THINGS TO DO:
#1 Answer these from the ice cube slope thread:
(a) What angle does the question give for the slope?
(b) What height h does the first answer calculate?
(c) What distance does the second answer state?
#2 Transcribe the part of the ice cube slope thread that opens with the words containing "An ice cube" and closes with "elastic potential energies.".
#3 Pick up the ice cube slope thread after its last sentence and carry it on.

──────── SELECTED EXTRACT

Question

An ice cube of mass 50.0g can slide without friction up and down a 25.0 degree slope. The ice cube is pressed against a spring at the bottom of the slope, compressing the spring 0.100m . The spring constant is 25.0 N/m . When the ice cube is released, how far will it travel up the slope before reversing direction?
A. Identify the initial and final gravitational potential energies.
B. Identify the initial and final elastic potential energies.

Answer 1

Answer:

Explanation:

Given

mass of ice cube $m=50 gm$

inclination $\theta =25^{\circ}$

Spring constant $k=25\ N/m$

initial compression $x=0.1 m$

Suppose Initially the cube is at the datum  and it moves h height after release

So Elastic Potential Energy of Spring will convert to Potential Energy of cube

$\frac{1}{2}kx^2=mgh$

$\frac{1}{2}\times 25\times (0.1)^2=50\times 10^{-3}\times 9.8\times h$

$h=0.255 m$

so final Potential Energy will be $=mgh=0.05\times 9.8\times 0.255=0.125 J$

Initial Potential Energy$=0 J$

B.Initially spring is at compression so energy associated with it is its Elastic Potential Energy i.e. 0.125 J

Final Energy$=0 J$  

Answer 2

Answer: distance = 0.6 m

Explanation:

Given that:

Mass = 50g = 0.05kg

Ø = 25 degree

K = 25 N/m

Extension x = 0.1m

Let us first consider the total energy in the system.

────────────────
──────── DATASET EXTRACT

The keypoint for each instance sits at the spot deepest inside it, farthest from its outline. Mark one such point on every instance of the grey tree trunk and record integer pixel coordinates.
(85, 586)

────────────────

TASK-BY-TASK ANSWERS:
#1
(a) 25.0 degrees
(b) 0.255 m
(c) 0.6 m

#2
An ice cube of mass 50.0g can slide without friction up and down a 25.0 degree slope. The ice cube is pressed against a spring at the bottom of the slope, compressing the spring 0.100m . The spring constant is 25.0 N/m . When the ice cube is released, how far will it travel up the slope before reversing direction?
A. Identify the initial and final gravitational potential energies.
B. Identify the initial and final elastic potential energies.

#3
Sum of the total energy = 0

That is

Final E - Initial E = 0

K.E, P.E and energy in the spring.

This equation will be reduced to

Mgh - 1/2mv^2 - 1/2Kx^2 = 0

Final velocity = 0 because of the spring energy

Initial height = 0

Final spring E = 0 as the spring returns to it normal length. Therefore,

Mgh - 1/2mv^2 - 1/2Kx^2 = 0

Since the ice cube was initially at rest, initial V = 0

Mgh = 1/2Kx^2

0.05 × 9.81 × h = 0.5 × 25 × 0.1^2

h = 0.125/0.4905

h = 0.255 m

how far will it travel up the slope before reversing direction?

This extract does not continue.